### Texto dado
————————
El romanticismo irracional del Napoleón de Abel Gance, por Alfonso Cañadas

 

Siempre me ha costado entender argumentos, tramas y sub-tramas; soy un cinéfilo plenamente enfocado en el apartado visual, al que los diálogos y la introducción continua de personajes marea y confunde. Muchas de las películas que más amo son para mi incomprensibles a nivel racional, pero muy potentes a nivel emocional o sensorial (me viene a la cabeza como ejemplo al azar L'Intrus de Claire Denis, de la cual me costaría esbozar un hilo argumental, aún sin tratarse de una película plenamente experimental). Sin embargo adoro los clásicos de género del Hollywood dorado, donde el seguimiento de la trama es un elemento esencial para su disfrute. Siempre pienso, cuando me debato sobre este tema, en el caso de El sueño eterno (1946), una película con un desarrollo argumental tan complejo que resulta casi imposible de descifrar plenamente mediante la razón (personalmente, cuando la veo ni siquiera lo intento). Además, en la película de Hawks la dirección es clásica, canónica e invisible, maravillosa a su manera pero escasamente sorpresiva. En estos casos, sin embargo, mi atención se desvía hacia otro factor: la evolución psicológica de los personajes y la relación desarrollada entre los mismos. Insistiendo en este último ejemplo, uno puede no entender para nada el desarrollo de la trama de El sueño eterno, pero sí sentirse identificado con las diferentes situaciones y momentos que atraviesa la relación establecida entre Humphrey Bogart y Lauren Bacall en la película. Es decir, para mi el potencial argumental de una obra no se sostiene tanto sobre la lógica de una estructura causa-efecto que componen todas las tramas (y sub-tramas) existentes, sino más bien en el desarrollo psicológico de sus personajes principales y en su toma de decisiones. Esta falta de empeño sobre la evolución psicológica de su potente protagonista es lo único que puedo achacar negativamente a la sublime, gigante y maravillosa obra maestra del cineasta francés Abel Gance, Napoleón (1927).
————————
### Material proporcionado
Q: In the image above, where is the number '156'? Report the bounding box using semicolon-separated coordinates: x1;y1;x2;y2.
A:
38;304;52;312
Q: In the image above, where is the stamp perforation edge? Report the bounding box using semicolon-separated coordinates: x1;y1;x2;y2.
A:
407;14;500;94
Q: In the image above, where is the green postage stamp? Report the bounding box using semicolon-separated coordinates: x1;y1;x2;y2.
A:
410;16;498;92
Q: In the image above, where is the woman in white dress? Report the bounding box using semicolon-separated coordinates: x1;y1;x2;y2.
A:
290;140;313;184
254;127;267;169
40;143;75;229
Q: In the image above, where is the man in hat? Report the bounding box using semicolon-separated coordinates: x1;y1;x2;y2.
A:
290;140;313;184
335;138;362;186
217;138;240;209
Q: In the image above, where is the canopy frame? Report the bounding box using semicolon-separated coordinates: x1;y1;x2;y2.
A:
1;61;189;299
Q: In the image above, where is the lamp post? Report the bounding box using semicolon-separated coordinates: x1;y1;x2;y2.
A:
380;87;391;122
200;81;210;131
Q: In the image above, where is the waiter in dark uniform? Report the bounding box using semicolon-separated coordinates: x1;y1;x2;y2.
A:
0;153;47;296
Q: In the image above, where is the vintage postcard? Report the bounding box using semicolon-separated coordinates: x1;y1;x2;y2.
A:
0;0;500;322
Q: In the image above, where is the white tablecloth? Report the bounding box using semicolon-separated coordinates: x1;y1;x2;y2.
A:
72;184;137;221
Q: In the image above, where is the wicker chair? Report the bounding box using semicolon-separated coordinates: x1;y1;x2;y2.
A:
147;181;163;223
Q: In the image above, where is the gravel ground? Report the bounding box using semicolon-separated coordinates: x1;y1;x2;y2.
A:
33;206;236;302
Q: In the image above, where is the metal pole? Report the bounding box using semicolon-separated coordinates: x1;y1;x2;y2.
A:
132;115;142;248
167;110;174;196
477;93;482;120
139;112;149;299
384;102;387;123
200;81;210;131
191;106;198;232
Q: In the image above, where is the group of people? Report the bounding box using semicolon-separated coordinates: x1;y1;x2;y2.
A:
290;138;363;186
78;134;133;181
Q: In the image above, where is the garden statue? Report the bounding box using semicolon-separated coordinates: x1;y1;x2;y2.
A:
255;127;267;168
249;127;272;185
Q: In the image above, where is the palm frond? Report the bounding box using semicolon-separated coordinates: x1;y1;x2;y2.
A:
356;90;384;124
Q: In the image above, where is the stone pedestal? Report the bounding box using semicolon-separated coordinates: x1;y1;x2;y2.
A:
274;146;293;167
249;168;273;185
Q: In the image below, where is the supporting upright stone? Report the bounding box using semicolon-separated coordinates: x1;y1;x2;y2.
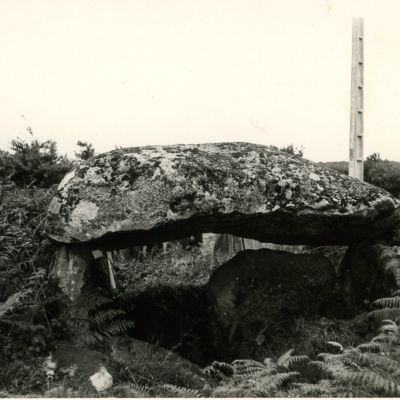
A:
53;245;93;335
349;18;364;181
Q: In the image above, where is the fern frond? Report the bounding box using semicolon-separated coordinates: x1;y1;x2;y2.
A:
317;347;361;363
307;361;335;379
276;349;294;368
254;371;300;396
368;307;400;321
288;355;311;369
336;372;400;396
371;333;397;345
293;383;329;397
85;293;113;310
379;319;400;336
372;296;400;308
93;309;125;325
159;383;200;397
358;353;400;373
232;360;269;376
391;263;400;286
101;319;135;337
327;341;343;352
76;332;104;347
113;382;150;398
357;342;386;353
211;361;235;376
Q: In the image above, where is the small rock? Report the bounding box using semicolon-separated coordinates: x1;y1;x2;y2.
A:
89;366;113;392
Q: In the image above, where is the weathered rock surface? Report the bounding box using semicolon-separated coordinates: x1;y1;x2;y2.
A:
53;337;207;393
342;243;400;308
208;249;336;358
47;143;397;248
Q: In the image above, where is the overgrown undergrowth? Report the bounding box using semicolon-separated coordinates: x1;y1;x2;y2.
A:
0;187;400;397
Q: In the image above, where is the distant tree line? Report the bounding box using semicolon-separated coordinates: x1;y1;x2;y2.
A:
320;153;400;197
0;139;95;188
0;138;400;197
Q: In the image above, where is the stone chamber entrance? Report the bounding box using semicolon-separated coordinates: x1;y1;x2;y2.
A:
79;233;385;366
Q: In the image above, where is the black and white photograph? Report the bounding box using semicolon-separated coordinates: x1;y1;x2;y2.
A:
0;0;400;398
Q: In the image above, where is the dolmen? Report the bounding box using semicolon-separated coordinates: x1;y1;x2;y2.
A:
46;143;399;336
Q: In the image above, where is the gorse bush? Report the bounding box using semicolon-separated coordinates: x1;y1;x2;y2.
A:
0;139;73;188
321;153;400;197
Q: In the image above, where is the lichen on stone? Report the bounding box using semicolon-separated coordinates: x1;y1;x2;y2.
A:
47;143;398;243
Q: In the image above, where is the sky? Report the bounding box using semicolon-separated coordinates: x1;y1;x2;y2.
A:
0;0;400;161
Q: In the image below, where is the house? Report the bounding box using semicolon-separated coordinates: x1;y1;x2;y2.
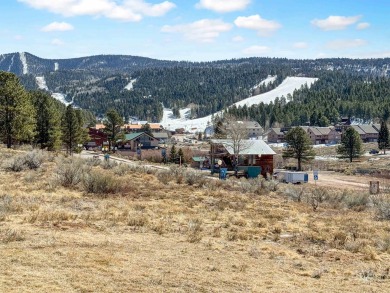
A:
307;126;331;144
85;127;108;149
226;121;264;138
120;132;159;151
123;121;163;133
267;127;291;143
152;131;169;143
358;124;379;142
210;139;276;177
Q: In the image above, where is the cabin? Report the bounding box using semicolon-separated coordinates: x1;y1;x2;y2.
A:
84;127;108;149
118;132;159;151
210;139;276;178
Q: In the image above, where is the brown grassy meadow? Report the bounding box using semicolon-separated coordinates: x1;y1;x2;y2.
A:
0;148;390;292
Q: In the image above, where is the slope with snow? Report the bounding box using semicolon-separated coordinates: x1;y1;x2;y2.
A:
125;79;137;91
19;52;28;74
160;77;317;133
35;76;49;91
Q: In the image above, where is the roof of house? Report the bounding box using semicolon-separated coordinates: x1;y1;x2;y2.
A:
351;125;366;135
211;139;276;155
359;124;378;134
123;123;161;129
152;132;169;139
125;132;154;141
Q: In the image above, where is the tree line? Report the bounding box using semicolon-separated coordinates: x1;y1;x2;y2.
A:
0;71;94;154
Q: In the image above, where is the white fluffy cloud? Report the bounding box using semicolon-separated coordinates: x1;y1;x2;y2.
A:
311;15;361;31
161;19;232;43
196;0;251;13
234;14;282;36
243;46;270;56
51;39;64;46
356;22;370;30
293;42;308;49
18;0;176;21
42;21;74;32
326;39;367;50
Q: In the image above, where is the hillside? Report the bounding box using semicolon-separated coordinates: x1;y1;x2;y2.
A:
0;53;390;122
0;149;390;293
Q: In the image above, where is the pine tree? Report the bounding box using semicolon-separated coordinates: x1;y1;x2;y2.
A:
169;144;177;163
31;92;62;150
337;127;363;162
283;127;315;171
378;120;390;154
61;105;81;155
103;109;124;151
0;72;36;148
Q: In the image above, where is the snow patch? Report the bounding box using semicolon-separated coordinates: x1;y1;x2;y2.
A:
35;76;49;91
160;77;317;133
51;93;73;106
125;79;137;91
253;75;277;89
19;52;28;74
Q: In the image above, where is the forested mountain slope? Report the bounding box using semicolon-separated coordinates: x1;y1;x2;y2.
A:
0;53;390;125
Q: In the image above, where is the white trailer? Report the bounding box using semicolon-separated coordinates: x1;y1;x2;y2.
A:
284;171;309;184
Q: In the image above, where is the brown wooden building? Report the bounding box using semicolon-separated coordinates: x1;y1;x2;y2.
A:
210;139;276;177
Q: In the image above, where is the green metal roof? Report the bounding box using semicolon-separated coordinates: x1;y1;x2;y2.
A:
211;139;276;155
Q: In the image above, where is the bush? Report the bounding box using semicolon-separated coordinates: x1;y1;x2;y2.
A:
3;150;47;172
156;170;172;184
371;194;390;220
83;171;122;195
184;171;206;185
55;158;90;187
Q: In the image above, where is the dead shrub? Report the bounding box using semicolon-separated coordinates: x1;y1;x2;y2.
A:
83;171;123;196
54;158;91;187
371;194;390;220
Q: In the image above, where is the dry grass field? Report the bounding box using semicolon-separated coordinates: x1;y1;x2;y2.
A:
0;148;390;292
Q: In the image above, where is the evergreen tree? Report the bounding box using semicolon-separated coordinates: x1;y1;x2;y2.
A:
283;127;315;171
378;120;390;154
0;72;36;148
177;148;185;164
169;144;177;163
61;105;82;155
31;91;62;150
141;123;153;136
103;109;124;150
337;127;363;162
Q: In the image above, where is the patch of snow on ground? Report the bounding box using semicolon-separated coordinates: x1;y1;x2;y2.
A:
160;77;317;133
51;93;73;106
35;76;49;91
19;52;28;74
253;75;277;89
125;79;137;91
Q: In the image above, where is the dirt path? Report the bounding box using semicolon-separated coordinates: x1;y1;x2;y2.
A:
309;172;390;191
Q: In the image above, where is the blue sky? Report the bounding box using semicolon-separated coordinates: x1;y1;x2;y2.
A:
0;0;390;61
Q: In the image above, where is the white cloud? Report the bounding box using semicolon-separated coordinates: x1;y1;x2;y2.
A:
311;15;361;31
161;19;232;43
356;22;370;30
326;39;367;50
232;36;245;43
242;46;270;56
51;39;64;46
293;42;308;49
196;0;251;13
42;21;74;32
18;0;176;21
234;14;282;36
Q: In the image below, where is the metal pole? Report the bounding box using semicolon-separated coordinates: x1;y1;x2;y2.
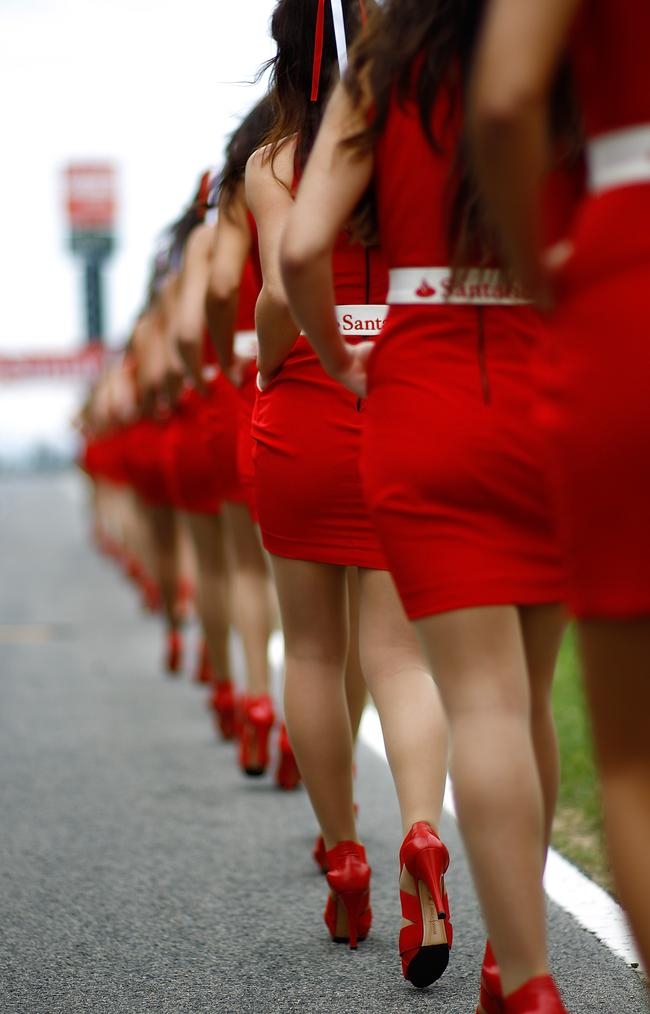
————————
### Qué debe hacer
a - Responda brevemente a estas preguntas sobre el texto acerca del Napoleón de Abel Gance:
(i) ¿Qué película de Claire Denis se cita como ejemplo?
(ii) ¿Entre qué dos actores se establece la relación que se destaca en El sueño eterno?
(iii) ¿De qué año es el Napoleón de Abel Gance?
b - Prolongue con un párrafo el texto sobre el Napoleón de Abel Gance, a partir de su última oración.

### Respuestas del ejercicio
a -
(i) L'Intrus.
(ii) Humphrey Bogart y Lauren Bacall.
(iii) 1927.

b -
Y es que, si bien en su total Napoleón es una obra magna del cine silente de proporciones difícilmente alcanzables, en su comienzo Abel Gance parece rozar un culmen cinematográfico atemporal. La película arranca su largo metraje (cinco horas y media de duración abarca la restauración del BFI) narrando un capítulo de la infancia de Napoleón. El futuro líder galo se encuentra sumido en una batalla de bolas de nieve con sus compañeros de internado, y pronto sus dotes de futuro mandatario comenzarán a aflorar. La cámara se mueve de manera fabulosamente libre, de una forma inconcebible para la época, haciendo uso del método “cámara al hombro” para recoger imágenes inestables y enérgicas de niños batallando en la nieve. Maravillosas superposiciones del rostro del niño nos transmiten la sensación de auto-consciencia como líder infantil de Napoleón. Pronto, ya dentro del internado, observamos una versión mucho más triste de la infancia del protagonista, incomprendido por sus compañeros y que únicamente se siente escoltado por su fabulosa águila, regalo familiar y símbolo de su tierra natal: Ajaccio (Córcega). Sin embargo, sus compañeros no dudaran en arrebatar también este elemento de poder y reafirmación moral al pequeño, dejando escapar al ave en un descuido de Napoleón. Así, a través de nuevo de un juego de planos y superposiciones visuales, vemos al niño observar su águila desde la ventana, sintiéndose fuerte y libre como ella, y ratificando su naturaleza de líder revolucionario.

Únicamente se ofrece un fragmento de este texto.